** Task statement **
For this exercise, please find the lines in the entries that include the word "black" and copy them.
::: Supplied records :::
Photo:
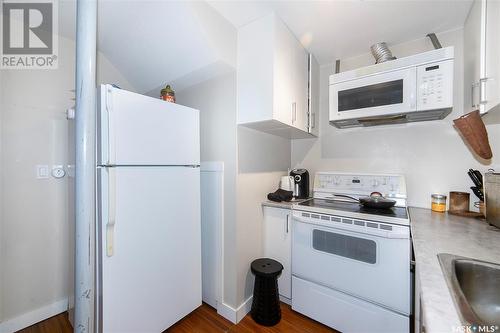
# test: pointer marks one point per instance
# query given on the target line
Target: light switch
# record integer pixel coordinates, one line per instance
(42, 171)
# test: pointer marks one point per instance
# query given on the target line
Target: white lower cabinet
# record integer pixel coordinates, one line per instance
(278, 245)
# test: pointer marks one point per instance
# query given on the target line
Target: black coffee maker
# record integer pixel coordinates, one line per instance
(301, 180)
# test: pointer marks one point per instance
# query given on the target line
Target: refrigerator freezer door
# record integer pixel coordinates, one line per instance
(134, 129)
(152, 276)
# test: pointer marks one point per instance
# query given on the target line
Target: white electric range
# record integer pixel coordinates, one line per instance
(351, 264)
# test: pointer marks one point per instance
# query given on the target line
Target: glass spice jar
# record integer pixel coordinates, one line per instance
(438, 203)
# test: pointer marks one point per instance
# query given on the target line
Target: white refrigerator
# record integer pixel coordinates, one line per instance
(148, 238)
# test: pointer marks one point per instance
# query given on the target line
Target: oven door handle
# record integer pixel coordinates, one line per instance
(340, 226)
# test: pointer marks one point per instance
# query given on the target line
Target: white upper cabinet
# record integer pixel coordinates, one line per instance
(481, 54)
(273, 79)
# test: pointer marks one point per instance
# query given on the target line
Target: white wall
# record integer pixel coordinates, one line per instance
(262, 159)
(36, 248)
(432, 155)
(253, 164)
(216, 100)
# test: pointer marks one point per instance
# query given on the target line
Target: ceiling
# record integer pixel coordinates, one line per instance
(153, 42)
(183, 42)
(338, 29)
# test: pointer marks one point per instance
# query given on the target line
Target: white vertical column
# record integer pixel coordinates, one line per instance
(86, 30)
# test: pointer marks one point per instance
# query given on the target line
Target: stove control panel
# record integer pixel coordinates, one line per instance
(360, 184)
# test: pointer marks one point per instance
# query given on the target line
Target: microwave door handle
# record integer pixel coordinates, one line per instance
:::
::: Supplied records :::
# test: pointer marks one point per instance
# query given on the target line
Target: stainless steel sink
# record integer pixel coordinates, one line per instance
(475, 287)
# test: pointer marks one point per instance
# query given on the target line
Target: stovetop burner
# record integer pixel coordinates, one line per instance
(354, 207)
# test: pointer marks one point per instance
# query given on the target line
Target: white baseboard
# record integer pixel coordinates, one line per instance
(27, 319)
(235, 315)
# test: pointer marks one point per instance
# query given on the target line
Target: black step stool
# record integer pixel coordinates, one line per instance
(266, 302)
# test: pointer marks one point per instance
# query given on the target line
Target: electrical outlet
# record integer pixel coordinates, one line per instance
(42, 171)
:::
** Solution to the problem **
Target: black coffee maker
Target: black step stool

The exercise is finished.